» **Problem to work on**: Please output the lines from the one with "Implementations MUST put a point on every instance of the pot's" through the end of the data exactly as written, omitting all pictures.

» **Data entries**:
• • •
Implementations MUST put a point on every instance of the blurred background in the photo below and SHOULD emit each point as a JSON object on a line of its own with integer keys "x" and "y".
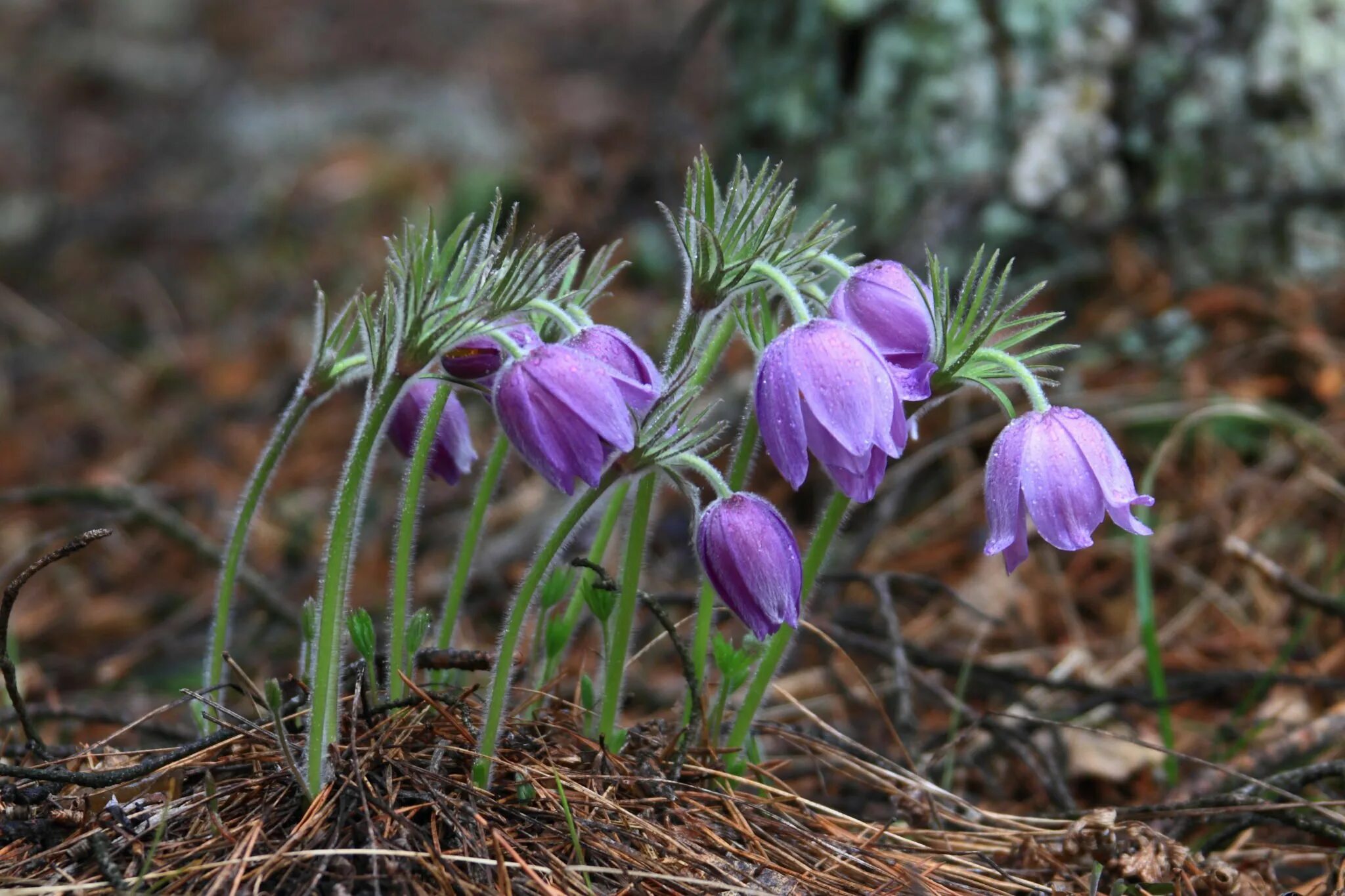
{"x": 175, "y": 175}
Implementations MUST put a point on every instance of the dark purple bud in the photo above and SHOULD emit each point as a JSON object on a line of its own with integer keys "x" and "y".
{"x": 1061, "y": 467}
{"x": 883, "y": 301}
{"x": 751, "y": 558}
{"x": 452, "y": 454}
{"x": 824, "y": 386}
{"x": 564, "y": 413}
{"x": 481, "y": 356}
{"x": 635, "y": 373}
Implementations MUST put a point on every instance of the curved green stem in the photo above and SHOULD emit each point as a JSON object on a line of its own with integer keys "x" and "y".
{"x": 600, "y": 540}
{"x": 467, "y": 548}
{"x": 1030, "y": 385}
{"x": 341, "y": 543}
{"x": 407, "y": 540}
{"x": 625, "y": 618}
{"x": 294, "y": 414}
{"x": 498, "y": 691}
{"x": 798, "y": 307}
{"x": 837, "y": 265}
{"x": 775, "y": 649}
{"x": 556, "y": 313}
{"x": 707, "y": 471}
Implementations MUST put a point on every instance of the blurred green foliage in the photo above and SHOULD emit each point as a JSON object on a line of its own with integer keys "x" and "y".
{"x": 1211, "y": 128}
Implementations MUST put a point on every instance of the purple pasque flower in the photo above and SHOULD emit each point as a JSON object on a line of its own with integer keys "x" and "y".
{"x": 451, "y": 456}
{"x": 822, "y": 386}
{"x": 635, "y": 373}
{"x": 479, "y": 358}
{"x": 751, "y": 558}
{"x": 883, "y": 301}
{"x": 564, "y": 412}
{"x": 1061, "y": 467}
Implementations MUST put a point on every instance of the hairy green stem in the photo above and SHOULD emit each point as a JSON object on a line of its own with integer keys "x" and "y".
{"x": 467, "y": 548}
{"x": 625, "y": 618}
{"x": 407, "y": 540}
{"x": 294, "y": 414}
{"x": 705, "y": 601}
{"x": 798, "y": 307}
{"x": 779, "y": 643}
{"x": 498, "y": 691}
{"x": 576, "y": 605}
{"x": 1030, "y": 385}
{"x": 341, "y": 545}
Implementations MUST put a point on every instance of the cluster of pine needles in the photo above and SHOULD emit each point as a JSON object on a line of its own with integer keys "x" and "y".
{"x": 564, "y": 816}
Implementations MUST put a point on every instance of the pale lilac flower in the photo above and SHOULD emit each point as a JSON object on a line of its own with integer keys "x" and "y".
{"x": 635, "y": 373}
{"x": 751, "y": 558}
{"x": 824, "y": 386}
{"x": 1061, "y": 467}
{"x": 452, "y": 454}
{"x": 564, "y": 412}
{"x": 481, "y": 356}
{"x": 883, "y": 301}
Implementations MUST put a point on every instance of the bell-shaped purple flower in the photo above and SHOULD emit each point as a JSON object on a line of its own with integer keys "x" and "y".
{"x": 635, "y": 373}
{"x": 1061, "y": 467}
{"x": 452, "y": 454}
{"x": 881, "y": 300}
{"x": 752, "y": 561}
{"x": 824, "y": 386}
{"x": 564, "y": 412}
{"x": 481, "y": 356}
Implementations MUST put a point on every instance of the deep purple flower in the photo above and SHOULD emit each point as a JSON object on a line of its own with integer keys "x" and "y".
{"x": 752, "y": 561}
{"x": 636, "y": 375}
{"x": 564, "y": 412}
{"x": 1061, "y": 467}
{"x": 824, "y": 386}
{"x": 883, "y": 301}
{"x": 481, "y": 356}
{"x": 452, "y": 453}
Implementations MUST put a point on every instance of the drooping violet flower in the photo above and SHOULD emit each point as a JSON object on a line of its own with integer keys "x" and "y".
{"x": 824, "y": 386}
{"x": 751, "y": 558}
{"x": 452, "y": 453}
{"x": 1061, "y": 467}
{"x": 635, "y": 373}
{"x": 881, "y": 300}
{"x": 481, "y": 356}
{"x": 564, "y": 412}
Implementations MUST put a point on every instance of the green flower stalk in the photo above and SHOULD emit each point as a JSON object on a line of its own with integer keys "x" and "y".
{"x": 331, "y": 366}
{"x": 613, "y": 677}
{"x": 407, "y": 539}
{"x": 467, "y": 548}
{"x": 498, "y": 691}
{"x": 564, "y": 625}
{"x": 779, "y": 643}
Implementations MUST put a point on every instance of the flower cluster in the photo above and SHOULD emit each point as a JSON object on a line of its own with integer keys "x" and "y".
{"x": 506, "y": 316}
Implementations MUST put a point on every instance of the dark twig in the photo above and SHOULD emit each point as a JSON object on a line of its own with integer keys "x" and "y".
{"x": 142, "y": 507}
{"x": 1278, "y": 575}
{"x": 455, "y": 658}
{"x": 11, "y": 594}
{"x": 119, "y": 775}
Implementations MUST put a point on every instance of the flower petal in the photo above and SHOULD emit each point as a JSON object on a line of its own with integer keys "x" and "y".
{"x": 780, "y": 416}
{"x": 844, "y": 382}
{"x": 861, "y": 486}
{"x": 1061, "y": 490}
{"x": 1109, "y": 465}
{"x": 1017, "y": 550}
{"x": 1003, "y": 485}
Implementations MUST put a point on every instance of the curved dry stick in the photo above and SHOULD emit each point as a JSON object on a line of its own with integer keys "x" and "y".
{"x": 11, "y": 594}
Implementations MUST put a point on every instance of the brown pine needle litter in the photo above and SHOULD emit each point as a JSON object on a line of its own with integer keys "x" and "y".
{"x": 401, "y": 817}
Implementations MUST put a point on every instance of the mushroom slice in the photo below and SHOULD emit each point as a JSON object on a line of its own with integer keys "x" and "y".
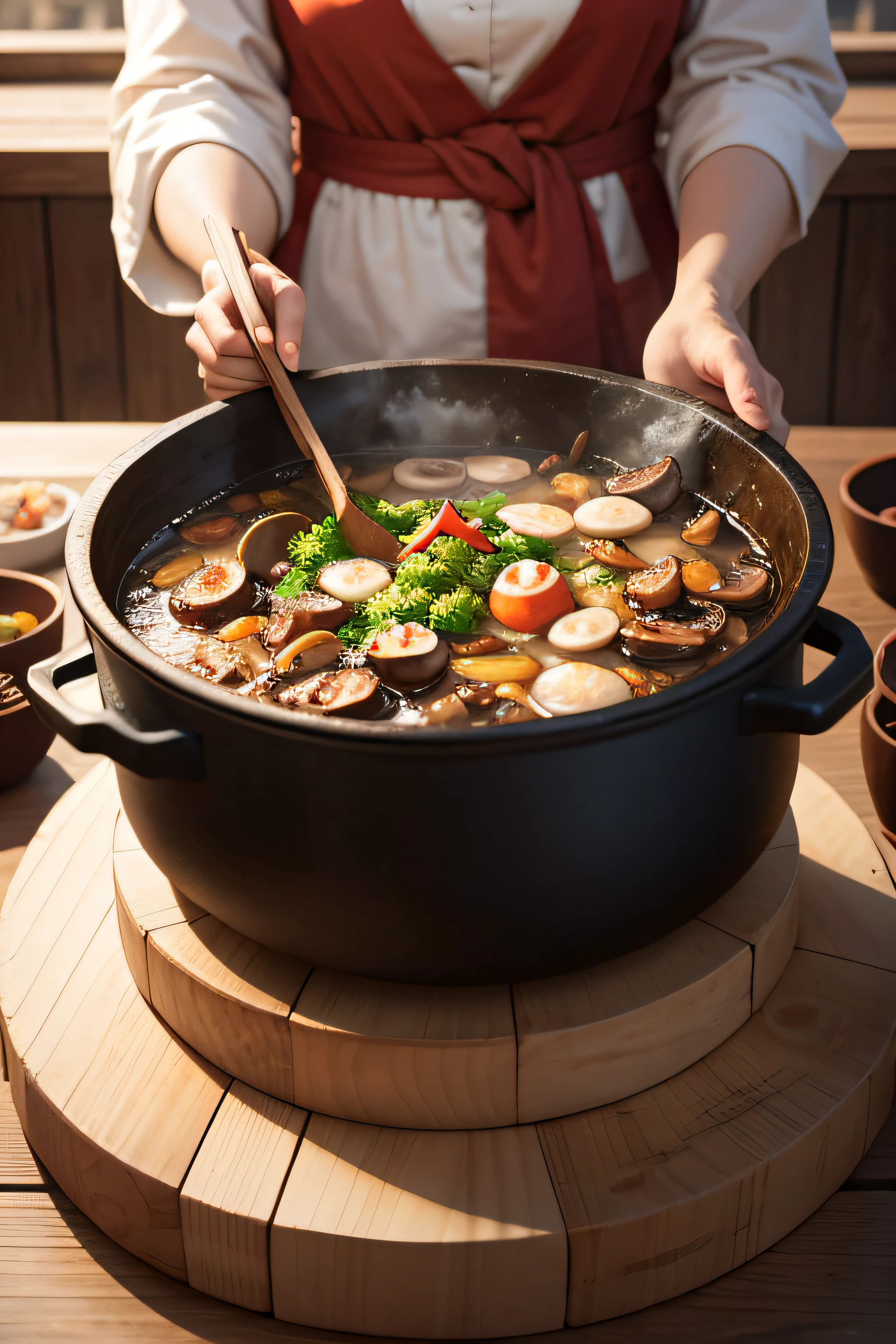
{"x": 700, "y": 577}
{"x": 448, "y": 709}
{"x": 497, "y": 667}
{"x": 357, "y": 580}
{"x": 241, "y": 628}
{"x": 434, "y": 476}
{"x": 487, "y": 644}
{"x": 264, "y": 545}
{"x": 645, "y": 680}
{"x": 348, "y": 691}
{"x": 702, "y": 530}
{"x": 178, "y": 569}
{"x": 590, "y": 628}
{"x": 211, "y": 593}
{"x": 675, "y": 636}
{"x": 659, "y": 586}
{"x": 745, "y": 584}
{"x": 571, "y": 487}
{"x": 514, "y": 691}
{"x": 409, "y": 656}
{"x": 285, "y": 659}
{"x": 578, "y": 687}
{"x": 656, "y": 487}
{"x": 496, "y": 471}
{"x": 210, "y": 530}
{"x": 612, "y": 517}
{"x": 311, "y": 611}
{"x": 480, "y": 695}
{"x": 617, "y": 557}
{"x": 543, "y": 521}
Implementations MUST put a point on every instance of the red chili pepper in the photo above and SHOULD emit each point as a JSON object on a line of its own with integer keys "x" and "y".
{"x": 448, "y": 522}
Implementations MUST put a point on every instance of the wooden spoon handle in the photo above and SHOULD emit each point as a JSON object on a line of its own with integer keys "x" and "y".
{"x": 233, "y": 261}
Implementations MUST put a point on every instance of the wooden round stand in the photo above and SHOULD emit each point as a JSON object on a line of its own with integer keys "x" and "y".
{"x": 448, "y": 1163}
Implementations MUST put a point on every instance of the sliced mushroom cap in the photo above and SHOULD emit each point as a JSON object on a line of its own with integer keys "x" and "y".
{"x": 656, "y": 487}
{"x": 590, "y": 628}
{"x": 617, "y": 557}
{"x": 265, "y": 542}
{"x": 656, "y": 639}
{"x": 700, "y": 577}
{"x": 178, "y": 569}
{"x": 351, "y": 691}
{"x": 433, "y": 476}
{"x": 497, "y": 469}
{"x": 702, "y": 531}
{"x": 659, "y": 586}
{"x": 543, "y": 521}
{"x": 357, "y": 580}
{"x": 409, "y": 656}
{"x": 211, "y": 595}
{"x": 287, "y": 656}
{"x": 311, "y": 611}
{"x": 578, "y": 687}
{"x": 745, "y": 585}
{"x": 612, "y": 517}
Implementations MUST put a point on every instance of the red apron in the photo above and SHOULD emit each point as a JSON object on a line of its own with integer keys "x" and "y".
{"x": 381, "y": 109}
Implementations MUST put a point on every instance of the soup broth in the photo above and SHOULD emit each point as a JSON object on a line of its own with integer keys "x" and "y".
{"x": 525, "y": 589}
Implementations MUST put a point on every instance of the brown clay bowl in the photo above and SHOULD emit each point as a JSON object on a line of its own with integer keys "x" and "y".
{"x": 867, "y": 490}
{"x": 23, "y": 738}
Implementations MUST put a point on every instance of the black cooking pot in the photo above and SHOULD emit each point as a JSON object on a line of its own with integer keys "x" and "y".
{"x": 437, "y": 855}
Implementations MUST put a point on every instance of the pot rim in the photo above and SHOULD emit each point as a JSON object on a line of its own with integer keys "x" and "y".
{"x": 49, "y": 586}
{"x": 847, "y": 480}
{"x": 739, "y": 668}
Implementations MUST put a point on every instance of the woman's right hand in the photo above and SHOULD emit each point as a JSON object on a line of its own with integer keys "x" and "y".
{"x": 218, "y": 336}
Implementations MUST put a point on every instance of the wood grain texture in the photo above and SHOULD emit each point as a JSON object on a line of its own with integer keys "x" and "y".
{"x": 763, "y": 909}
{"x": 88, "y": 315}
{"x": 413, "y": 1056}
{"x": 18, "y": 1167}
{"x": 597, "y": 1035}
{"x": 113, "y": 1102}
{"x": 27, "y": 347}
{"x": 850, "y": 909}
{"x": 231, "y": 1191}
{"x": 230, "y": 998}
{"x": 452, "y": 1234}
{"x": 590, "y": 1038}
{"x": 671, "y": 1189}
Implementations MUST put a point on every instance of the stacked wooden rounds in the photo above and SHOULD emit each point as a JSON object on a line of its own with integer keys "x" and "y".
{"x": 465, "y": 1224}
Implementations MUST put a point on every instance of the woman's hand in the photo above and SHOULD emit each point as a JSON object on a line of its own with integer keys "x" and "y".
{"x": 700, "y": 347}
{"x": 737, "y": 213}
{"x": 218, "y": 336}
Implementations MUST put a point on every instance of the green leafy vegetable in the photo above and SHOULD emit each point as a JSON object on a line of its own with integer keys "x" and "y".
{"x": 457, "y": 612}
{"x": 309, "y": 553}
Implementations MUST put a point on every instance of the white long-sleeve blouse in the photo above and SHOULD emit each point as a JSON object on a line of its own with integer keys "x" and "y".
{"x": 398, "y": 277}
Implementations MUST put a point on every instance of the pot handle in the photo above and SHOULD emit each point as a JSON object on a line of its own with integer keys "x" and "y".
{"x": 824, "y": 701}
{"x": 168, "y": 754}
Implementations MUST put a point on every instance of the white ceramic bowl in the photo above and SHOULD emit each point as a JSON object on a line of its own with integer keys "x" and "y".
{"x": 38, "y": 550}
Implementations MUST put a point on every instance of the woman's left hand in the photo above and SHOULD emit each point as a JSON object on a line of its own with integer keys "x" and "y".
{"x": 700, "y": 347}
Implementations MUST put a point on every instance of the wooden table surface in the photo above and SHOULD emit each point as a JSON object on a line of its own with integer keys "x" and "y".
{"x": 832, "y": 1281}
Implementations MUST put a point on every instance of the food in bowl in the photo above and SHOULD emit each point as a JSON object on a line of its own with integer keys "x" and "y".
{"x": 30, "y": 506}
{"x": 554, "y": 595}
{"x": 11, "y": 627}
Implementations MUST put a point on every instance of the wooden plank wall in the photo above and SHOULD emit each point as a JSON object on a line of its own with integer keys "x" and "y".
{"x": 824, "y": 316}
{"x": 76, "y": 343}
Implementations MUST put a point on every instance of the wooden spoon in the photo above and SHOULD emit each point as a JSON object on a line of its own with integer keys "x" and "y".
{"x": 363, "y": 534}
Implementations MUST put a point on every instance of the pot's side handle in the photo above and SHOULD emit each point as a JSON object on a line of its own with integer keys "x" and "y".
{"x": 170, "y": 754}
{"x": 824, "y": 701}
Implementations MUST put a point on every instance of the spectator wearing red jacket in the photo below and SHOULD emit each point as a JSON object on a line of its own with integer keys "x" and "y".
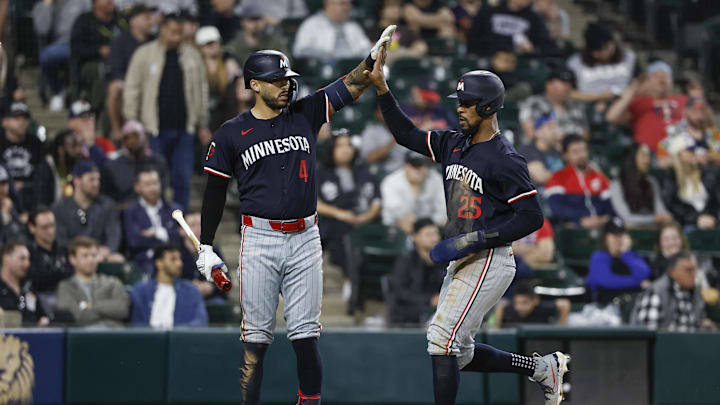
• • •
» **Reply to the exercise**:
Implementations MUST put a point on every instance of the pot's side handle in the photo above and SHOULD emit each point as a JSON object on a line of its own with integer keys "x" and "y".
{"x": 170, "y": 754}
{"x": 824, "y": 701}
Implementations MUST put a point on every instance of the spectator wearing red jacket in the photo below and SHOULD emit each point as a JSON object on a line of its own with integer keys "x" and "y".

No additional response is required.